_WORK REQUIRED:_ Return each line of the items below that contains the string "lawn", reproducing every such line without changes.

_GIVEN ENTRIES:_

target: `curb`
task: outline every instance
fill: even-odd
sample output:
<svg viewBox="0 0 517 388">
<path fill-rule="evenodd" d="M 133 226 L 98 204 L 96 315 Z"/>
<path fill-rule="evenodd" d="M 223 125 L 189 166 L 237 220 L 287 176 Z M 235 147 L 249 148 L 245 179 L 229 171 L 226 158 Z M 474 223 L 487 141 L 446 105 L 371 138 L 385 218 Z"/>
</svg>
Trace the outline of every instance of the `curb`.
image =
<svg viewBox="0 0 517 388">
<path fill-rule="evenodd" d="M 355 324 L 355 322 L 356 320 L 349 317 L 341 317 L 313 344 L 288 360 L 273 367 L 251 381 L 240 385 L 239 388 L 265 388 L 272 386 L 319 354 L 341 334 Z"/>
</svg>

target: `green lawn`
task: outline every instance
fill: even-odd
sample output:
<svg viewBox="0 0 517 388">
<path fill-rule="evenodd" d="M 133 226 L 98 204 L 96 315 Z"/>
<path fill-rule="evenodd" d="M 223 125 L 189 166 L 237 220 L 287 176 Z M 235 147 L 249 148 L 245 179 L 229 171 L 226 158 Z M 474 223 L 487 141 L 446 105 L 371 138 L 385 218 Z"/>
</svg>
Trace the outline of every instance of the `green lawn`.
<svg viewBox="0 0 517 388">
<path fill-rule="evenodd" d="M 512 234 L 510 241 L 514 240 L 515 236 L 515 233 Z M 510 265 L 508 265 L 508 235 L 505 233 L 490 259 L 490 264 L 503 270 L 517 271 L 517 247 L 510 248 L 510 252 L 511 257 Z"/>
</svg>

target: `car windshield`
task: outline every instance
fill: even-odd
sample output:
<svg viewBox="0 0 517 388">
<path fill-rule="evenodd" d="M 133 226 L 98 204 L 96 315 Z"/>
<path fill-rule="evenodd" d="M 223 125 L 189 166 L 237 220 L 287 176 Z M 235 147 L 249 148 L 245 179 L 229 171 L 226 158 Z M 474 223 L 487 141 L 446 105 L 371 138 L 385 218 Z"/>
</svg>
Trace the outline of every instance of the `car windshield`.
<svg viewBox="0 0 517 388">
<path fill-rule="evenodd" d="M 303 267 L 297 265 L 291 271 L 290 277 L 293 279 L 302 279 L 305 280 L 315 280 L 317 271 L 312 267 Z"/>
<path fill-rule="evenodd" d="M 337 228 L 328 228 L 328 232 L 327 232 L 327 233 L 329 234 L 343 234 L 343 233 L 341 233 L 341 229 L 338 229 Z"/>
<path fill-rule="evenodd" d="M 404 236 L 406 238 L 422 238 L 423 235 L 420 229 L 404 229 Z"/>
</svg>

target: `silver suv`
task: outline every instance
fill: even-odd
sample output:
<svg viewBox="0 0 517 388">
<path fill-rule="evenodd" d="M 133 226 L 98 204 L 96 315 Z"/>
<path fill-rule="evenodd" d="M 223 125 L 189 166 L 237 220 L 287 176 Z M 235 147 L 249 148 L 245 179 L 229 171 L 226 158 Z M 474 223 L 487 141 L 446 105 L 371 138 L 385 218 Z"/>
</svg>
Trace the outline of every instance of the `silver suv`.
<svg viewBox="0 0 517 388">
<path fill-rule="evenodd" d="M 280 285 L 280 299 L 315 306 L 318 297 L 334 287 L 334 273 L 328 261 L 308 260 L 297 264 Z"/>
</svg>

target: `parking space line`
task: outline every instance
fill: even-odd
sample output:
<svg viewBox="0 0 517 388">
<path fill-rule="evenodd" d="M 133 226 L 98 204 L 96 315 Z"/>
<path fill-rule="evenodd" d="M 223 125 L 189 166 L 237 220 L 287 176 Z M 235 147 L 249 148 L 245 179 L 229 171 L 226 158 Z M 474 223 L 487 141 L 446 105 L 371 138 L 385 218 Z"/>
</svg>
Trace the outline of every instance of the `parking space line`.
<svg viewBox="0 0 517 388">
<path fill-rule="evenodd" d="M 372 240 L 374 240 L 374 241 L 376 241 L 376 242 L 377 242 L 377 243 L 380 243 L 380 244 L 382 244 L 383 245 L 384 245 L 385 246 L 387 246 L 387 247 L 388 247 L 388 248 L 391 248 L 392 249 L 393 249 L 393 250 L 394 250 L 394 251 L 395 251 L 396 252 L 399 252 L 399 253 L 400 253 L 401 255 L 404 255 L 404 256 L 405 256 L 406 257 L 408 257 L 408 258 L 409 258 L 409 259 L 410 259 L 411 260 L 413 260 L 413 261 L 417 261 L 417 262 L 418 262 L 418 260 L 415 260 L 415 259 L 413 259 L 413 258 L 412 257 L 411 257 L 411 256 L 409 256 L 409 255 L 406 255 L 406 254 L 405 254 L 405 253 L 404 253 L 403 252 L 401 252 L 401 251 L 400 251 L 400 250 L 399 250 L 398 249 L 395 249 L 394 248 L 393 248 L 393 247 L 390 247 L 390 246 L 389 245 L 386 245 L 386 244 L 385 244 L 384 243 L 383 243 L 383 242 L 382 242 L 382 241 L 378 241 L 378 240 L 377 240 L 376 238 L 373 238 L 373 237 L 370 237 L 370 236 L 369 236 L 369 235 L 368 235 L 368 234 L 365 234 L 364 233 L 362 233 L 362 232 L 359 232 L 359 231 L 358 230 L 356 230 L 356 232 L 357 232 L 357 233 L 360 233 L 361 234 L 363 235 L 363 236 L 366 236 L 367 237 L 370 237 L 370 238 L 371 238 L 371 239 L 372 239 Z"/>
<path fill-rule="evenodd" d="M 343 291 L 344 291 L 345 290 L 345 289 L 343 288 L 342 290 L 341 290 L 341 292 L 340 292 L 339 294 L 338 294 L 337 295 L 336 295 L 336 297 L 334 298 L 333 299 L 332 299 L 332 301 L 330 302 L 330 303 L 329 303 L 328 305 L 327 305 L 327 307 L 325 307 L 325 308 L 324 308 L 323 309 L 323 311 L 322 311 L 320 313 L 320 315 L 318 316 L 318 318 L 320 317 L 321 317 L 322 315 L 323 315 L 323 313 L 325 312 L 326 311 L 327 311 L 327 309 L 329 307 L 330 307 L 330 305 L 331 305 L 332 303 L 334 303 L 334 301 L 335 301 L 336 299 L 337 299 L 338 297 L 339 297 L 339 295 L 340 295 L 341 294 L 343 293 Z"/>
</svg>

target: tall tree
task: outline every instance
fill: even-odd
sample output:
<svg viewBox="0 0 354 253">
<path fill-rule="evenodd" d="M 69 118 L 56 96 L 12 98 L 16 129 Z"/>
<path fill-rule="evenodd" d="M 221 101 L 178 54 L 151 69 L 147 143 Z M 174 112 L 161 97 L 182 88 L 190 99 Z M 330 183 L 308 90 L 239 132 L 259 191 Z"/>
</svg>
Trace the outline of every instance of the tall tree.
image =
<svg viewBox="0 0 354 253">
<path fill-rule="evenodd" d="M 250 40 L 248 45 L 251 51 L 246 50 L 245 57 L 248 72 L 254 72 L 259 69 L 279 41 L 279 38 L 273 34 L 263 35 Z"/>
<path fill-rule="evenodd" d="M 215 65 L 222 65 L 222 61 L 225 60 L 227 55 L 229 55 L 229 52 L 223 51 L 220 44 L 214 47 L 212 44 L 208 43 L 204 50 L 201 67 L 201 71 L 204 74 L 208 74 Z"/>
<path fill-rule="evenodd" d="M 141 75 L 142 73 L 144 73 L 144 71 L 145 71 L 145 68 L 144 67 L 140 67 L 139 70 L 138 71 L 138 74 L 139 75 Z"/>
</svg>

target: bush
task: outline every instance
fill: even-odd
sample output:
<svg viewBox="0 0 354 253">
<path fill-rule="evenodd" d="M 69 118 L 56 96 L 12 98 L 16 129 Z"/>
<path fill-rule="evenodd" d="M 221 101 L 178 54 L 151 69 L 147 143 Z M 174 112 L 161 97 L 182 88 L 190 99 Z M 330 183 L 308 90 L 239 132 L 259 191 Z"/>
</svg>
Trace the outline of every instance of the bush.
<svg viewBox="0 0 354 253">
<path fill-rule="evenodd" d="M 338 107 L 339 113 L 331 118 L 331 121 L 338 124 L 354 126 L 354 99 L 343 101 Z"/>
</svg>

_COMPLETED TASK:_
target: `green lawn`
Trace the outline of every instance of the `green lawn`.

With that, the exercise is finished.